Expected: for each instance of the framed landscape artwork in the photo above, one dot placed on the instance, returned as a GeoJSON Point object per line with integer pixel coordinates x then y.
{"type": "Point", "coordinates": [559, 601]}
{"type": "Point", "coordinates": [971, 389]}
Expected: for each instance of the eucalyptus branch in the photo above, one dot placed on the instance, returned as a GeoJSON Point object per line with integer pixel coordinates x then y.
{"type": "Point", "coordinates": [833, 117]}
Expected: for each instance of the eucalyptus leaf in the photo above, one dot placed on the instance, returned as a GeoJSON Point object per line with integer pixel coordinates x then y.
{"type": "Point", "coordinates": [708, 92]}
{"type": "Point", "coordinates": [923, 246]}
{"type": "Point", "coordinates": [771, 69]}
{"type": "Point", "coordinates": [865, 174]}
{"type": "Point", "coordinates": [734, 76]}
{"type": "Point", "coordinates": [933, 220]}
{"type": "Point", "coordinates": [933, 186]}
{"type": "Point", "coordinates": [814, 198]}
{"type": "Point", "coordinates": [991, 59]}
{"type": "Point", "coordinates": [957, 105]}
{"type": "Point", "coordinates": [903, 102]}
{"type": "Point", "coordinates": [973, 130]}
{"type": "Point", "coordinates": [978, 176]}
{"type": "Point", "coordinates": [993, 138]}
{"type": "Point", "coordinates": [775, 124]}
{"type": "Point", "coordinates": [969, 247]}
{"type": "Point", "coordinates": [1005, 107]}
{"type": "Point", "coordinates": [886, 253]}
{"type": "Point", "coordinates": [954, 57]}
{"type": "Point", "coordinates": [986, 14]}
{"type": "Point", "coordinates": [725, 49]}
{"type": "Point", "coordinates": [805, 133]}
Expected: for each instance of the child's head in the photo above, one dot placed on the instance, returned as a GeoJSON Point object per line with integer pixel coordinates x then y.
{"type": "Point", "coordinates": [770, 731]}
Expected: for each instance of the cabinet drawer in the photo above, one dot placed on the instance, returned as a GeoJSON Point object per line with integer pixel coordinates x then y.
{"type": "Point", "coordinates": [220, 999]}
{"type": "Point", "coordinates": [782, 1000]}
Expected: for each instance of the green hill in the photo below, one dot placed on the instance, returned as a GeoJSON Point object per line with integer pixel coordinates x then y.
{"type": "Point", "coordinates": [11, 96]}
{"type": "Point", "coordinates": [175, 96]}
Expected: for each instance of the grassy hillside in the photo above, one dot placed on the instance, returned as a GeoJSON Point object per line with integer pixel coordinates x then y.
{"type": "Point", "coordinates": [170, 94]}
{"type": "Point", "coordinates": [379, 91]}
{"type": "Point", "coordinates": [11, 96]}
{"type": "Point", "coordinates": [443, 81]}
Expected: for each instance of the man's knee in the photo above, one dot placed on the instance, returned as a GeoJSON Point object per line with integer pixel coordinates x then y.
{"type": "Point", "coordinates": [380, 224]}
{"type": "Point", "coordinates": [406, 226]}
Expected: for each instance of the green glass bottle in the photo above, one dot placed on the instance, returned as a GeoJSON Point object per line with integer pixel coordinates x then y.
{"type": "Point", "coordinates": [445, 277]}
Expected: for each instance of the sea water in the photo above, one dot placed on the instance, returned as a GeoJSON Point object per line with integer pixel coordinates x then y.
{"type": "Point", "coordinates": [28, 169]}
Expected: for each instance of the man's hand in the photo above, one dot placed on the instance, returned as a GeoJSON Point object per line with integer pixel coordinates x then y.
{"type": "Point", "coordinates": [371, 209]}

— Short exercise —
Can you arrange every line of the material above as a JSON list of strings, one string per line, with blank lines left out?

— Answer to the problem —
[
  "Expected: for each instance of the framed landscape artwork in the photo above, one dot placed on the instance, returned as a GeoJSON Point object per line with integer pixel coordinates x then y.",
  "{\"type\": \"Point\", \"coordinates\": [559, 601]}",
  "{\"type\": \"Point\", \"coordinates\": [971, 389]}",
  "Expected: for each instance of the eucalyptus branch in the photo above, one dot placed on the instance, returned as a GeoJSON Point object per line with integer pixel coordinates x then y.",
  "{\"type\": \"Point\", \"coordinates\": [833, 117]}",
  "Expected: for each instance of the eucalyptus leaf in the photo above, one dot placed on the instance, returned as a GeoJSON Point object per line with integer pixel coordinates x then y.",
  "{\"type\": \"Point\", \"coordinates\": [708, 92]}",
  "{\"type\": \"Point\", \"coordinates\": [923, 246]}",
  "{\"type\": \"Point\", \"coordinates\": [771, 69]}",
  "{\"type\": \"Point\", \"coordinates\": [865, 174]}",
  "{\"type\": \"Point\", \"coordinates\": [734, 76]}",
  "{\"type\": \"Point\", \"coordinates\": [933, 220]}",
  "{\"type\": \"Point\", \"coordinates\": [933, 186]}",
  "{\"type\": \"Point\", \"coordinates\": [814, 198]}",
  "{\"type\": \"Point\", \"coordinates\": [991, 59]}",
  "{\"type\": \"Point\", \"coordinates\": [957, 105]}",
  "{\"type\": \"Point\", \"coordinates\": [903, 102]}",
  "{\"type\": \"Point\", \"coordinates\": [973, 130]}",
  "{\"type\": \"Point\", \"coordinates\": [978, 176]}",
  "{\"type\": \"Point\", \"coordinates\": [993, 138]}",
  "{\"type\": \"Point\", \"coordinates\": [775, 124]}",
  "{\"type\": \"Point\", \"coordinates\": [969, 247]}",
  "{\"type\": \"Point\", \"coordinates\": [1005, 107]}",
  "{\"type\": \"Point\", \"coordinates\": [886, 253]}",
  "{\"type\": \"Point\", \"coordinates\": [954, 57]}",
  "{\"type\": \"Point\", \"coordinates\": [986, 14]}",
  "{\"type\": \"Point\", \"coordinates\": [725, 49]}",
  "{\"type\": \"Point\", \"coordinates\": [805, 133]}",
  "Expected: for each instance of the child's head in the photo above, one dot placed on the instance, returned as a GeoJSON Point object per line with integer pixel coordinates x then y.",
  "{\"type\": \"Point\", \"coordinates\": [770, 731]}",
  "Expected: for each instance of the cabinet drawer in the photo above, one dot placed on the instance, returned as a GeoJSON Point object per line with integer pixel coordinates x then y.",
  "{\"type\": \"Point\", \"coordinates\": [220, 999]}",
  "{\"type\": \"Point\", \"coordinates\": [782, 1000]}",
  "Expected: for each instance of the green hill in the photo below, one dot placed on the instance, returned as a GeoJSON Point object per line with integer pixel coordinates x then y.",
  "{\"type\": \"Point\", \"coordinates\": [11, 96]}",
  "{\"type\": \"Point\", \"coordinates\": [175, 96]}",
  "Expected: for each instance of the grassy hillside in the photo above, one dot placed on the instance, returned as a GeoJSON Point object per line with integer pixel coordinates x then y.",
  "{\"type\": \"Point\", \"coordinates\": [170, 94]}",
  "{\"type\": \"Point\", \"coordinates\": [379, 91]}",
  "{\"type\": \"Point\", \"coordinates\": [11, 96]}",
  "{\"type\": \"Point\", \"coordinates\": [443, 81]}",
  "Expected: for each instance of the man's knee in the photo above, one dot placed on the instance, returned as a GeoJSON Point object per line with integer pixel coordinates x then y.",
  "{\"type\": \"Point\", \"coordinates\": [380, 224]}",
  "{\"type\": \"Point\", \"coordinates\": [406, 226]}",
  "Expected: for each instance of the green glass bottle in the photo above, one dot placed on the instance, returned as a GeoJSON Point object per line with integer pixel coordinates x then y.",
  "{\"type\": \"Point\", \"coordinates\": [445, 277]}",
  "Expected: for each instance of the sea water in the photo above, one dot placed on the instance, returned as a GeoJSON Point object per line with integer pixel coordinates x then y.",
  "{\"type\": \"Point\", \"coordinates\": [28, 169]}",
  "Expected: for each instance of the man's hand in the photo above, one dot placed on the instance, returned as a GeoJSON Point object per line with integer pixel coordinates x then y.",
  "{\"type\": \"Point\", \"coordinates\": [371, 209]}"
]